* _Texte de la page_:

Le Liban pleure la disparition de Ziad Rahbani, l’artiste controversé et visionnaire, décédé à 69 ans des suites d’une longue maladie. Ce compositeur, musicien et dramaturge, fils de l’icône Fairouz, laisse derrière lui un vide abyssal et une œuvre qui, bien que saluée, n’a jamais pu réellement inverser la spirale de décadence libanaise qu’il dénonçait inlassablement. Son cœur a cessé de battre le samedi 26 juillet à 9 heures du matin dans un hôpital de Beyrouth, marquant la fin d’une ère de critique acerbe et d’engagement.
Rahbani s’est imposé comme un enfant terrible, capable de prédire l’horreur de la guerre civile de 1975 bien avant qu’elle n’éclate, et de pointer du doigt, avec une lucidité désespérante, les ravages des conflits internes et de l’effondrement économique. Ses pièces de théâtre, à l’image de « Un long film américain » (1980) qui dépeignait un asile de fous en pleine guerre civile, résonnent encore aujourd’hui comme un écho glaçant à la réalité d’un pays perpétuellement en crise. Son « jazz oriental », une fusion audacieuse qui modernisa la musique arabe, fut un rare rayon de lumière dans un paysage culturel miné par les clivages.

* _Travail demandé_:
(a) Recopiez à l'identique le passage de l'article sur Ziad Rahbani qui commence par « Le Liban pleure » et se poursuit jusqu'à « acerbe et d’engagement. ».
(b) Poursuivez l'article sur la disparition de Ziad Rahbani en reprenant après sa dernière phrase.

Entrées du jeu de données:
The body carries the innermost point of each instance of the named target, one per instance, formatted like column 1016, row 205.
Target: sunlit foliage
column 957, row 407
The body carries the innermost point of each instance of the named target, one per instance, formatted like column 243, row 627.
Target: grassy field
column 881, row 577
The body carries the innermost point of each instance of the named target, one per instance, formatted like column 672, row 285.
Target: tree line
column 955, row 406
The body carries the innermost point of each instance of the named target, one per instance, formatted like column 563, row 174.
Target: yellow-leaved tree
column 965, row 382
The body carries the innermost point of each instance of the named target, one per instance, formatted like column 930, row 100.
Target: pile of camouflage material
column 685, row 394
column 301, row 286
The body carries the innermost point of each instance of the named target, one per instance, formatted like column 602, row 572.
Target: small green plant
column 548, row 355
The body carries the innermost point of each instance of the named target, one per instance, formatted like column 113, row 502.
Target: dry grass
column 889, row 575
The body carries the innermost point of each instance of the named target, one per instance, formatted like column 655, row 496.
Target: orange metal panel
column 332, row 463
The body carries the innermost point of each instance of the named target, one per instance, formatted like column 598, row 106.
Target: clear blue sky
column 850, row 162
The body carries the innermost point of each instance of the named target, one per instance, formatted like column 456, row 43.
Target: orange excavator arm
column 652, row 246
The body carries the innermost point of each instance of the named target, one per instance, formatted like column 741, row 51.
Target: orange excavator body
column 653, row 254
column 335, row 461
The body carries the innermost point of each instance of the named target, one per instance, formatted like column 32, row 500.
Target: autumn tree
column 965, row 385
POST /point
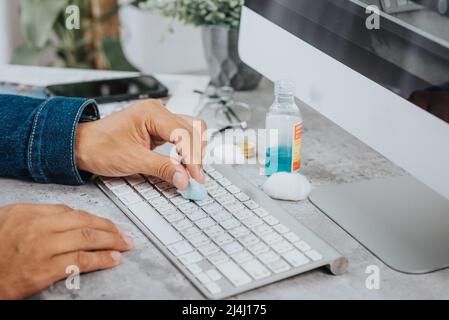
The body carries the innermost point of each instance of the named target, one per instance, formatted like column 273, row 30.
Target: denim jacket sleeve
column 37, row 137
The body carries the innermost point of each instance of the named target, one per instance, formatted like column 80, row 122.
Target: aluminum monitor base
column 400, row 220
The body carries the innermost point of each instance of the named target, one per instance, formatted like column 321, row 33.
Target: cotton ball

* _Réponses aux consignes_:
(a)
Le Liban pleure la disparition de Ziad Rahbani, l’artiste controversé et visionnaire, décédé à 69 ans des suites d’une longue maladie. Ce compositeur, musicien et dramaturge, fils de l’icône Fairouz, laisse derrière lui un vide abyssal et une œuvre qui, bien que saluée, n’a jamais pu réellement inverser la spirale de décadence libanaise qu’il dénonçait inlassablement. Son cœur a cessé de battre le samedi 26 juillet à 9 heures du matin dans un hôpital de Beyrouth, marquant la fin d’une ère de critique acerbe et d’engagement.

(b)
Les hommages officiels, bien que nombreux, sonnent creux face à l’échec collectif du Liban. Le président Joseph Aoun l’a qualifié de « conscience vive » et de « voix rebelle contre l’injustice », tandis que le Premier ministre Nawaf Salam déplorait la perte d’une « voix libre ». Des mots qui soulignent l’impuissance des dirigeants face aux maux que Rahbani n’a cessé de critiquer. Son ancienne compagne, Carmen Lebbos, a résumé le sentiment général avec un désespoir poignant : « Je sens que tout est fini, je sens que le Liban est devenu vide. » Une triste réalité qui persiste malgré l’héritage d’un homme qui, jusqu’à son dernier souffle, a tenté de réveiller un pays aux abois.